* START Text to read *
Class-Incremental Learning Framework

Updated 7 March 2026

Class-incremental learning is a framework that sequentially integrates new classes without requiring full retraining, addressing the stability-plasticity dilemma.
Techniques such as knowledge distillation, prototype classifiers, and replay buffers are employed to mitigate catastrophic forgetting.
Recent advancements involve adaptive distillation, decentralized learning, and data-free methods that enhance scalability and reduce annotation costs.

Class-incremental learning (CIL) frameworks enable deep models to sequentially accommodate new classes without access to the full historical dataset, while minimizing catastrophic forgetting of prior knowledge. CIL constitutes a central problem in continual learning, robotic adaptation, resource-frugal AI, and distributed learning, as it addresses the fundamental stability–plasticity dilemma in neural networks challenged by nonstationary data streams.

1. Fundamental Formulation and Taxonomy

CIL is formally defined by a sequence of states $\mathcal{S}_t$ ( $t=0,\ldots,T-1$ ), each corresponding to a disjoint batch of new classes $\mathcal{C}_t$ and their associated data $\mathcal{D}_t^{\text{new}}$ (Belouadah et al., 2020). At each increment, the learner is presented only with current-task data and optionally a limited-size buffer of prior exemplars, and updates its model $\mathcal{M}_t$ to classify over all seen classes $N_t=\sum_{i=0}^t P_i$ .

CIL frameworks can be distinguished by several axes:

Data memory: standard CIL allows a small buffer $\mathcal{K}$ of past-class examples; exemplar-free variants disallow any real data storage (Huang et al., 2024).
Increment protocol: tasks may be presented as single classes, batches, or in a few-shot regime (FSCIL) (Nema et al., 16 Jan 2025).
Update model: methods range from fixed-representation (backbone frozen) (Belouadah et al., 2020) to full end-to-end continual updating with distillation (Kang et al., 2022), meta-learning (Karim et al., 2021), or self-supervision (Ni et al., 2021 Chen et al., 2023).
Resource models: centralized versus federated/decentralized, online versus batch (Zhang et al., 2022).
* END Text to read *
* START Material supplied *
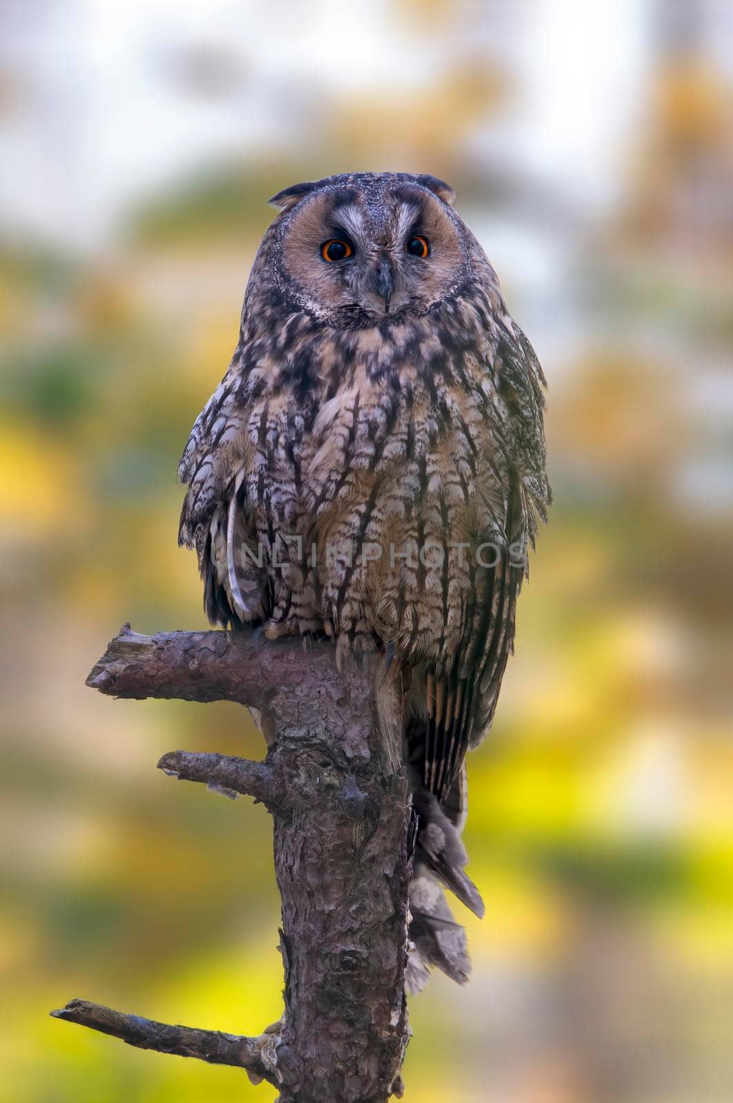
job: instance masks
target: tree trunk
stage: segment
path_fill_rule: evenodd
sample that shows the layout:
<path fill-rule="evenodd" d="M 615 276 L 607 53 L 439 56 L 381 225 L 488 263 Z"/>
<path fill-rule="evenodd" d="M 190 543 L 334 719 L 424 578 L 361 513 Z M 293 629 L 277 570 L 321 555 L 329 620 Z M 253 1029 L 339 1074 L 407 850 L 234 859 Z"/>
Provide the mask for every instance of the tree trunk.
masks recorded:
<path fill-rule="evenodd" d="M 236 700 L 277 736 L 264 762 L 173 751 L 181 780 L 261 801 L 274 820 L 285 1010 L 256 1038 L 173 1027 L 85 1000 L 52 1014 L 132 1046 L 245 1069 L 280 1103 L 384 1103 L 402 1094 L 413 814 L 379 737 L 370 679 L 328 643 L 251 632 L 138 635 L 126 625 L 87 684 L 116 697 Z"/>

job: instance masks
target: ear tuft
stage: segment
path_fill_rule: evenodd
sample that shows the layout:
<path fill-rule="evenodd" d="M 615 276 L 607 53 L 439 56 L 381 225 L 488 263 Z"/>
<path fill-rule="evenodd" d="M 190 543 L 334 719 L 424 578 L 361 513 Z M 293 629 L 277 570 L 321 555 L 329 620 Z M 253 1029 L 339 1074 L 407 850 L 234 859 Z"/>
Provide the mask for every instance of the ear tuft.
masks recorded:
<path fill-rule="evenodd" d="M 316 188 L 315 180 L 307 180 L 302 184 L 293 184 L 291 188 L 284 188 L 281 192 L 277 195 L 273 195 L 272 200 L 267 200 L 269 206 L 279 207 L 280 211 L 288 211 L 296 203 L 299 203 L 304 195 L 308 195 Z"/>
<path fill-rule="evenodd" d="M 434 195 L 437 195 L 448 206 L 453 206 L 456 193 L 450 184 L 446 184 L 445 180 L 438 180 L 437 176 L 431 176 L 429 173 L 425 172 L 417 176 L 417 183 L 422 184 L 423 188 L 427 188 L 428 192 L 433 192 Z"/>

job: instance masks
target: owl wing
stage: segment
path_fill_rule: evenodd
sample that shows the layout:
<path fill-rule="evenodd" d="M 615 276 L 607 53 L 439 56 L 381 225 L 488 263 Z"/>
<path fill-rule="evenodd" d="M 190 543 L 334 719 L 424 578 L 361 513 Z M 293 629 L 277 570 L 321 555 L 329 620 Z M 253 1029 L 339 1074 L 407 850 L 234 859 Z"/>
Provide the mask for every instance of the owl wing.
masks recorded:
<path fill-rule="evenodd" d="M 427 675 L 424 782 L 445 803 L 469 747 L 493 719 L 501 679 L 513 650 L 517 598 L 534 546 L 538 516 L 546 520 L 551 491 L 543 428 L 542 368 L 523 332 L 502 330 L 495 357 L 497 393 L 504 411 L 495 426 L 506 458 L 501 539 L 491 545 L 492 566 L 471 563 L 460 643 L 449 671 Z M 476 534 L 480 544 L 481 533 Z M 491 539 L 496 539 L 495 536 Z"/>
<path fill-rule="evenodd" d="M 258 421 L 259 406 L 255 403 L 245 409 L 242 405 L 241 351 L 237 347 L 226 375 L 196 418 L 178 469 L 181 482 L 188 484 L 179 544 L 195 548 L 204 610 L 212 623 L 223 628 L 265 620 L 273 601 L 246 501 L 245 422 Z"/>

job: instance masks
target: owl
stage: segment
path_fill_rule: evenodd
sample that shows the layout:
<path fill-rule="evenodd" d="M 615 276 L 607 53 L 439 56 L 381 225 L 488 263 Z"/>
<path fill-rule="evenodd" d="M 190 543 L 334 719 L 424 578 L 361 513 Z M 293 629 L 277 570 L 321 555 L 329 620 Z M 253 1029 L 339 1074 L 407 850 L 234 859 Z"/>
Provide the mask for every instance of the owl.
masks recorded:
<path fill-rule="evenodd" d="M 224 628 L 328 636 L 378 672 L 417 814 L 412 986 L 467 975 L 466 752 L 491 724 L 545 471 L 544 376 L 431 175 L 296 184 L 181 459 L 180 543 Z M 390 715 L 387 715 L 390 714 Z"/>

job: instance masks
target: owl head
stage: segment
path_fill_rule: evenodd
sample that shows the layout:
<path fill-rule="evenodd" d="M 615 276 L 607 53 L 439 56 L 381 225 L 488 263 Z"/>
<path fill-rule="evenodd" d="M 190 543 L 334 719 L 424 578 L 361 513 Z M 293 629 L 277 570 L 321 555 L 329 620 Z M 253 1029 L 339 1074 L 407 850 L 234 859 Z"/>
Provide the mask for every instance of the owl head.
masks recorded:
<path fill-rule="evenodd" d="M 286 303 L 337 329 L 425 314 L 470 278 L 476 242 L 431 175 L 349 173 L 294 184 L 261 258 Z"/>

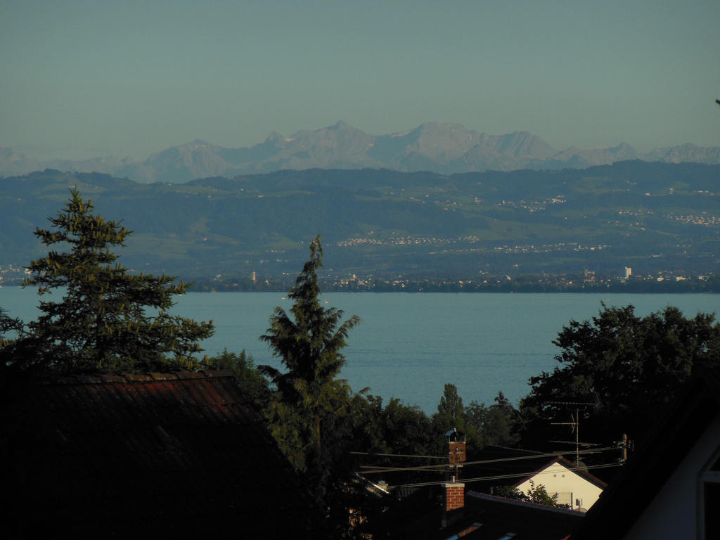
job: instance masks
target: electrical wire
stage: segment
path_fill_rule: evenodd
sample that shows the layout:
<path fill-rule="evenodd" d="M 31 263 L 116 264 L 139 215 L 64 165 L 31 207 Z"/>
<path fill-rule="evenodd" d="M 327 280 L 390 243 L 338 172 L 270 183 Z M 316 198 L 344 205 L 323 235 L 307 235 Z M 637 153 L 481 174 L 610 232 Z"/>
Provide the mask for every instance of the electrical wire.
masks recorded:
* END Material supplied *
- **What this task involves**: Copy the class-incremental learning text again, starting at "Increment protocol: tasks" and ending at "et al., 2022).", and put "distributed" in place of "federated".

- **Reply**:
Increment protocol: tasks may be presented as single classes, batches, or in a few-shot regime (FSCIL) (Nema et al., 16 Jan 2025).
Update model: methods range from fixed-representation (backbone frozen) (Belouadah et al., 2020) to full end-to-end continual updating with distillation (Kang et al., 2022), meta-learning (Karim et al., 2021), or self-supervision (Ni et al., 2021 Chen et al., 2023).
Resource models: centralized versus distributed/decentralized, online versus batch (Zhang et al., 2022).